● **Task details**:
The response must reproduce every record below without alteration.

● **Dataset records**:

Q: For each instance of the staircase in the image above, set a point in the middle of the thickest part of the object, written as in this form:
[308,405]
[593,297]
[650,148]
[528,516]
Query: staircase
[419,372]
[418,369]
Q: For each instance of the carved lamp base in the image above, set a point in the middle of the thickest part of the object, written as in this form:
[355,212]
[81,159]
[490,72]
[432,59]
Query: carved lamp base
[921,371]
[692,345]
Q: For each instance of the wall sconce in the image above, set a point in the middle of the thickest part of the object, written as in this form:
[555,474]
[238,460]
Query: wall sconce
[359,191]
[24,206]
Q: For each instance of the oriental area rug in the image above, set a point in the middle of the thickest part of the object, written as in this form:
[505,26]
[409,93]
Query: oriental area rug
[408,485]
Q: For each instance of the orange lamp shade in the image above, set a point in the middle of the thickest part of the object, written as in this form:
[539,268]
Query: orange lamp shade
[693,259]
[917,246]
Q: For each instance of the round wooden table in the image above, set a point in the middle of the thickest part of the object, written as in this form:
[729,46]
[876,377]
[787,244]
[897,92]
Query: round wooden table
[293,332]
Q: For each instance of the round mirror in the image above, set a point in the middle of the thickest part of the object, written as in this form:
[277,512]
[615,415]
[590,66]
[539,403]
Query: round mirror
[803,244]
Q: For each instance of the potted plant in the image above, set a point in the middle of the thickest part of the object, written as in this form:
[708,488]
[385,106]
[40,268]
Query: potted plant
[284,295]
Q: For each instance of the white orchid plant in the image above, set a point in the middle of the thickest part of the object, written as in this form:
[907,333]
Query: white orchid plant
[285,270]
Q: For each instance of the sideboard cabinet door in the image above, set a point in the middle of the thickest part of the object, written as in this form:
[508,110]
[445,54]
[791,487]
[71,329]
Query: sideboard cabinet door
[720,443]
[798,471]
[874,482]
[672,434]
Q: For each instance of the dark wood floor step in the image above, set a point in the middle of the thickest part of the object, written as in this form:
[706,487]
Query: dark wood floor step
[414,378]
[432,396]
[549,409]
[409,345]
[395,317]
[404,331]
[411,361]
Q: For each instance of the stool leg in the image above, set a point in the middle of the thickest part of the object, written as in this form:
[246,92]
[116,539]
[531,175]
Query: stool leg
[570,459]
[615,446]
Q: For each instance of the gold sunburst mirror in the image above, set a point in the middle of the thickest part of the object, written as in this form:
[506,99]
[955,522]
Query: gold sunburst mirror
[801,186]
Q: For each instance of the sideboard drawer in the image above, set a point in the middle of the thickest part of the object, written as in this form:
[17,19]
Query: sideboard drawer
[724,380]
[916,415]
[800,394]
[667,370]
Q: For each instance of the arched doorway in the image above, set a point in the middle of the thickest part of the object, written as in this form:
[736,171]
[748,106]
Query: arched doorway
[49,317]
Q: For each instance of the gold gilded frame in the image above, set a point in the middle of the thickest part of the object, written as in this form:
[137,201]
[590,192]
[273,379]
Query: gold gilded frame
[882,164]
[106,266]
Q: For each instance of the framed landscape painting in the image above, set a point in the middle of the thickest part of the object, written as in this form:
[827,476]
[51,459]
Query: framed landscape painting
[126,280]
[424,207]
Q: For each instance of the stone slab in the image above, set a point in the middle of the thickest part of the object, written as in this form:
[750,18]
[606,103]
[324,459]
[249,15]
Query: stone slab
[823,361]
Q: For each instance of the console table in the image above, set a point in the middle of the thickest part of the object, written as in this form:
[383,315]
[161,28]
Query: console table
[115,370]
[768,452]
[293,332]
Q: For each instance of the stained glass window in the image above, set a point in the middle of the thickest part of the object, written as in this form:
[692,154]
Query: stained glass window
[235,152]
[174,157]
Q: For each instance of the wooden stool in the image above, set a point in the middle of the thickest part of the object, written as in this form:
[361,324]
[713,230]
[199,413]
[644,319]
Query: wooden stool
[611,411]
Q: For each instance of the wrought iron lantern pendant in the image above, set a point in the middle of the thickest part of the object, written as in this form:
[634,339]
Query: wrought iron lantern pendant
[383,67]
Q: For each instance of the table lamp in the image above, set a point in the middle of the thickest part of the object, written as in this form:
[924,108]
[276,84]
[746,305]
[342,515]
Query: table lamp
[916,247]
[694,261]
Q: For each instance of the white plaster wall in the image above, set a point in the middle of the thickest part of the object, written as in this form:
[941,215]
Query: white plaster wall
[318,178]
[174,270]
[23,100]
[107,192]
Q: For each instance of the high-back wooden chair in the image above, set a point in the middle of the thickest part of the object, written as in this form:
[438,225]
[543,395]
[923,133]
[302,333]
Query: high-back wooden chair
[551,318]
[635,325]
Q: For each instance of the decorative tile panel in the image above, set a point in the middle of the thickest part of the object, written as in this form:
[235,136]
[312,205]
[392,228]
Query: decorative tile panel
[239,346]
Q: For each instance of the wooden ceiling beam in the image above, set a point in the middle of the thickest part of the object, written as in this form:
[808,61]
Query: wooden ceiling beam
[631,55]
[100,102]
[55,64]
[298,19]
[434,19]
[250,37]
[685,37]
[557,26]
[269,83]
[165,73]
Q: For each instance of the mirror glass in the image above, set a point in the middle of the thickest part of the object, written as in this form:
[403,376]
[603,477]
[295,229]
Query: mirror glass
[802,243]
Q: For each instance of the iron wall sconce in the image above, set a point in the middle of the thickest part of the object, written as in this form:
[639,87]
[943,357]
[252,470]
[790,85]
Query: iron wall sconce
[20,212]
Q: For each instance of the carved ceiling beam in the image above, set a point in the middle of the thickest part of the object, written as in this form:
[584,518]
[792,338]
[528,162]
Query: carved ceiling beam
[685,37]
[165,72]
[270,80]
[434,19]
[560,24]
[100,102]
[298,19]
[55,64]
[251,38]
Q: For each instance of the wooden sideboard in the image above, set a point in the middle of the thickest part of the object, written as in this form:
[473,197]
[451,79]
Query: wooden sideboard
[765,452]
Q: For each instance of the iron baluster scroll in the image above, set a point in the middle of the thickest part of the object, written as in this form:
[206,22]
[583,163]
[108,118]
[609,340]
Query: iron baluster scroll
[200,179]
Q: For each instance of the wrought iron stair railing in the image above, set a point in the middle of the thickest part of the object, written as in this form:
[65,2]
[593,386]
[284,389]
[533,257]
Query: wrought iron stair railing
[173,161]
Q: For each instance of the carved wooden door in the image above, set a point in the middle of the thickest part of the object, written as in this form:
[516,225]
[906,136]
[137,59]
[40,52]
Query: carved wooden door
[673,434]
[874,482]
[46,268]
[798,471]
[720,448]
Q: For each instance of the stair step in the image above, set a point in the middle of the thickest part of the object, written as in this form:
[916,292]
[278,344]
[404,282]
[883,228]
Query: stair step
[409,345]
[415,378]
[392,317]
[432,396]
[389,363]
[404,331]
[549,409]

● **Output for this task**:
Q: For each instance of the staircase in the image above, set a point in the middle of the thickest part of the object, written as in this form:
[308,405]
[593,297]
[650,148]
[528,516]
Query: staircase
[419,372]
[418,369]
Q: For each instance of the carved lamp base in the image above, set a point in the middle of the thickest part of the object, written as in this form:
[355,212]
[81,159]
[490,72]
[432,59]
Query: carved lamp base
[921,371]
[692,345]
Q: For each instance of the wall sconce in the image above, set a point in the middle of the thickest part of the object, written as in this form:
[555,474]
[238,460]
Query: wall sconce
[359,191]
[24,206]
Q: For each instance of the oriental area rug in the image above, set a point in the middle of the thickest part of the object, written as in this form:
[505,26]
[409,93]
Query: oriental area rug
[408,485]
Q: For each instance of the orange lamp shade in the image above, set a point in the middle of the thickest part of the object, written as in this form:
[539,268]
Query: orange lamp shade
[693,259]
[917,246]
Q: For each instance of the round wooden table in the image above, set a point in the middle of the thickest part of the object, written as in this form:
[729,46]
[876,377]
[787,244]
[897,92]
Query: round wooden table
[293,332]
Q: For each instance of the round mirror in the image above, set a point in the middle of the thickest part of the object, written as in this form:
[277,512]
[615,415]
[590,66]
[539,403]
Query: round mirror
[803,244]
Q: For each instance of the potted plant in the image above, set a point in the middle of the thickest part of the object, written as in this form:
[708,488]
[385,106]
[40,268]
Query: potted plant
[284,295]
Q: For each instance of the white orchid plant in the image above, set a point in the middle of the thickest part of the object, written as in this form:
[907,333]
Query: white orchid plant
[285,270]
Q: For each instance of the sideboard cabinet door in the image above, set a point in the middle of the thickest part of the object, written as in this form:
[508,110]
[445,54]
[791,487]
[71,329]
Query: sideboard cabinet door
[720,443]
[798,471]
[874,482]
[672,434]
Q: For each instance of the dark wood floor step in the image above, set a point in the middle of the thickest part of the object, written as in this form:
[706,487]
Query: dark wood floor step
[414,378]
[432,396]
[549,409]
[409,345]
[395,317]
[404,331]
[411,361]
Q: For each instance of the stool leg in the image above, set a point in the middle of the thickest part of the object, written as in this form:
[246,92]
[116,539]
[531,175]
Query: stool leg
[570,459]
[615,446]
Q: For each instance of the gold sunburst mirror in the image above, set a point in the middle of the thickest part of the object, written as in this form:
[506,99]
[955,522]
Query: gold sunburst mirror
[801,186]
Q: For each instance of the sideboard drawer in the image above, set a point in the middle of the thickest part of the object, written as in this form:
[17,19]
Query: sideboard drawer
[724,380]
[916,415]
[800,394]
[667,370]
Q: For each instance of the arched doorway in the image above, set a point in the middle of the thickest part of the object, written as in this form:
[736,171]
[748,106]
Query: arched doorway
[49,317]
Q: For each instance of the gold gilded frame in the image above, set a point in the middle of the thickest part of the object, written as in this form:
[137,201]
[590,192]
[273,379]
Query: gold gilded frame
[882,164]
[106,266]
Q: For each instance of the framed landscape painting in the image above, set a point in the middle of the thickest part of the object, written as in this form:
[827,476]
[51,459]
Query: framed landscape painting
[126,280]
[424,207]
Q: For each instance of the stone slab in the image above, set a point in the middle of the thickest part of the object, written as in this form:
[750,18]
[606,103]
[324,459]
[249,15]
Query: stone slab
[823,361]
Q: For each instance of the console table in the image above, set a point in the middle of the thickest part of the object, written as in this form:
[383,315]
[161,28]
Query: console table
[115,370]
[768,452]
[293,332]
Q: For each instance of the stained glass window in the image above, set a point in the middle of the thickest part of the object, written as in this form:
[692,154]
Query: stained glass window
[235,152]
[174,157]
Q: For each instance of the wooden stool in the image above, set a point in the middle of the thickest part of the object, written as in this form:
[361,324]
[713,230]
[199,413]
[644,319]
Query: wooden stool
[611,411]
Q: For each instance of the wrought iron lantern pendant in the image above, set a point in the middle of the thickest part of the object, written as in this form:
[634,339]
Query: wrought iron lantern pendant
[383,67]
Q: For each instance of the table lamp in the image above, set a point in the middle of the thickest part of the object, written as in this form:
[924,108]
[276,84]
[746,305]
[342,515]
Query: table lamp
[916,247]
[694,261]
Q: For each instance of the white plaster wall in the image above, set a point in the middle of the thickest part of the object, written as in this form:
[941,215]
Query: white plaster wall
[318,178]
[174,270]
[23,100]
[107,192]
Q: For each instance of the high-back wooden chair in the image above, set a point in the middle of the thickest part of the object, written as in this form:
[438,225]
[543,395]
[923,133]
[302,333]
Query: high-back wooden chair
[551,318]
[635,325]
Q: For each instance of the decorative tile panel in the image above, set a point in the middle of the thickest part of the object, written as in this form:
[235,136]
[312,205]
[392,228]
Query: decorative tile panel
[239,346]
Q: For each instance of the wooden ceiling beam in the image above, set a point in the middle of the thickest part of the object, written as in this form:
[808,61]
Query: wooden ceiling beam
[631,55]
[100,102]
[55,64]
[298,19]
[434,19]
[250,37]
[685,37]
[557,26]
[269,83]
[165,73]
Q: For each instance of the mirror glass in the image above, set a point in the middle of the thickest part of the object, written as in this form:
[403,376]
[603,477]
[295,229]
Query: mirror glass
[802,243]
Q: For each instance of the iron wall sconce in the image above, set a point in the middle of the thickest part of the object, written as in this form:
[639,87]
[943,357]
[252,470]
[790,85]
Query: iron wall sconce
[20,212]
Q: For each instance of the carved ceiling beam in the image above, set a point in the middle of the thickest part of the object, written as in this form:
[584,518]
[792,338]
[528,162]
Query: carved ceiling beam
[685,37]
[165,72]
[270,80]
[434,19]
[560,24]
[100,102]
[298,19]
[55,64]
[251,38]
Q: For each instance of the wooden sideboard in the image above, set a point in the middle of the thickest part of the object, written as in this form:
[473,197]
[451,79]
Query: wooden sideboard
[765,452]
Q: For each instance of the iron baluster scroll in the image above, set a point in the middle of the thickest part of the object, written as in this form:
[206,22]
[583,163]
[108,118]
[609,340]
Query: iron baluster scroll
[200,179]
Q: For each instance of the wrought iron stair railing in the image above, set a point in the middle of the thickest part of the object, written as in this form:
[65,2]
[593,386]
[284,389]
[533,257]
Query: wrought iron stair railing
[173,161]
Q: For each instance of the carved wooden door in the image above, set a point in the middle of the thickest part of the object, written as in this form:
[516,225]
[906,136]
[137,59]
[40,52]
Query: carved wooden door
[673,434]
[874,482]
[46,268]
[798,471]
[720,448]
Q: For each instance of the stair step in the image above, set a point in the middle of the thickest part of the object, written as in this form:
[916,292]
[278,344]
[404,282]
[883,228]
Query: stair step
[409,345]
[415,378]
[392,317]
[432,396]
[389,363]
[404,331]
[549,409]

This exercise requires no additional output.